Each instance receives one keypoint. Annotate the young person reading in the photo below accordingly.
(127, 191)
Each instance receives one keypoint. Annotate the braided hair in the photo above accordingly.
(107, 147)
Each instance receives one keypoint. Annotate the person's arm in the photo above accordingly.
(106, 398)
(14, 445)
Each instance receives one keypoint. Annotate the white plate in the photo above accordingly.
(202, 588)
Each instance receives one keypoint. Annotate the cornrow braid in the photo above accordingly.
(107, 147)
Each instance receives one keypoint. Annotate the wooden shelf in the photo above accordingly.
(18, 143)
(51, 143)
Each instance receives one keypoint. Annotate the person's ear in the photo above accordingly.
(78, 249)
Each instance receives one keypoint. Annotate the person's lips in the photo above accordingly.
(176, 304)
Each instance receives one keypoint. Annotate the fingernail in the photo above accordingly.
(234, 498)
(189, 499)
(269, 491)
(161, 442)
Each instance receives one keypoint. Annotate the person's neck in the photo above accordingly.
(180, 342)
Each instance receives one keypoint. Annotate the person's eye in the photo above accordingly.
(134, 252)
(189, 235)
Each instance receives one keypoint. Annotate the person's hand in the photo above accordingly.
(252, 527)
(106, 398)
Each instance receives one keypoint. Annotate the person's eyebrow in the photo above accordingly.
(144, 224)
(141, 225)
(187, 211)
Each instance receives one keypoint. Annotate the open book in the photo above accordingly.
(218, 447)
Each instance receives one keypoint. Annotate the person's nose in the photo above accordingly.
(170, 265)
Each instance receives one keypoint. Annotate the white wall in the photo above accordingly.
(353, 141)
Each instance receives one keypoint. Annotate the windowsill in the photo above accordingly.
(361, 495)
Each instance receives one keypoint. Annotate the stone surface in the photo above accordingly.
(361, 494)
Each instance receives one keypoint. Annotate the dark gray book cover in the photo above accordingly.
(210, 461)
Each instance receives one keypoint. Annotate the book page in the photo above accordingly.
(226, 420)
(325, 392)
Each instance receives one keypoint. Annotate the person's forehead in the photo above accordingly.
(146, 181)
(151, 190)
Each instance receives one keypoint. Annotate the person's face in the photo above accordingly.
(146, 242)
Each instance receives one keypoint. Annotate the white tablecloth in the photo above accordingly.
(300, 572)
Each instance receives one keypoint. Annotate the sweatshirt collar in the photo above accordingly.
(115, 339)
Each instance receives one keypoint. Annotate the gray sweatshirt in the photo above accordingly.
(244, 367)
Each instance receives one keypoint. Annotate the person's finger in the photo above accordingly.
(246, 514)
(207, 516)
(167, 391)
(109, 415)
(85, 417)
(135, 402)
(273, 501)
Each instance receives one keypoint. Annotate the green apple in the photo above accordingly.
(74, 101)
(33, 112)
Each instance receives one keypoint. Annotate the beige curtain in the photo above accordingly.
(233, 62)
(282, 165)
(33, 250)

= = = =

## What is being asked
Copy every line of the listing above word for word, from the first line to the last.

## Solved problem
Each instance receives one keypoint. Annotate the young person reading in the photo below accordingly.
(127, 191)
Each instance receives one keypoint. Annotate the braided hair in the photo above accordingly.
(107, 147)
Each instance receives one keypoint. Annotate the person's arm in the photo above accordingly.
(106, 398)
(14, 445)
Each instance receives one keypoint. Annotate the white plate in the photo above accordingly.
(202, 588)
Each instance receives one keypoint. Annotate the cornrow braid in the photo above accordingly.
(107, 147)
Each instance receives one keypoint. Annotate the wooden shelf in the photo above accordingly.
(18, 143)
(51, 143)
Each instance receives one keypoint. Annotate the person's ear in the photo above accordingly.
(78, 249)
Each instance receives one keypoint. Annotate the person's lips in the photo above accordingly.
(176, 304)
Each instance receives one keypoint. Annotate the fingernail in the photo above accordingly.
(234, 498)
(189, 499)
(269, 491)
(161, 442)
Each instance receives one keypoint. Annotate the person's neck in the photo above accordingly.
(180, 342)
Each instance receives one keypoint. Annotate the person's eye in the photo above accordingly.
(134, 252)
(189, 235)
Each instance receives one keypoint. Annotate the person's hand in the photo above accordingly.
(252, 527)
(106, 398)
Each instance receives one keypoint. Annotate the person's eyebrow in the photo above accordingly.
(144, 224)
(141, 225)
(187, 211)
Each instance receives one keypoint. Annotate the open book in the photo above accordingly.
(218, 447)
Each instance receives one keypoint. Annotate the person's nose in the photo above accordingly.
(170, 265)
Each instance receives one keypoint. Annotate the white wall in the photo above accordingly.
(353, 141)
Each instance receives one keypoint. Annotate the windowsill in the photo above accordingly.
(361, 495)
Each instance receives one keypoint. Annotate the stone surface in the photo above accordingly.
(361, 494)
Each instance receives one keypoint. Annotate the dark gray book cover in the photo above accordingly.
(210, 461)
Each instance receives one keypoint. Annotate the book page in the photo above accordingly.
(226, 420)
(325, 392)
Each instance receives one keypoint. Annotate the person's forehead in the photo above accordingly.
(146, 181)
(151, 190)
Each instance receives one keypoint. Annotate the person's face in the photo above accordingly.
(146, 242)
Each instance receives one keypoint. Annotate the white tablecloth in the photo above accordingly.
(300, 572)
Each instance receives one keypoint. Annotate the sweatshirt collar in the photo above accordingly.
(115, 339)
Each instance receives one keypoint. Annotate the gray sweatshirt in the photo above accordingly.
(244, 367)
Each instance receives one keypoint. Annotate the person's finger in the photo above accordingly.
(246, 514)
(207, 516)
(167, 391)
(109, 415)
(85, 417)
(135, 402)
(273, 501)
Each instance receives one keypoint. Annotate the green apple in the photo above accordingly.
(74, 101)
(33, 112)
Each instance receives one keypoint. Annotate the beige curtain in the photo above accordingly.
(233, 62)
(282, 165)
(33, 250)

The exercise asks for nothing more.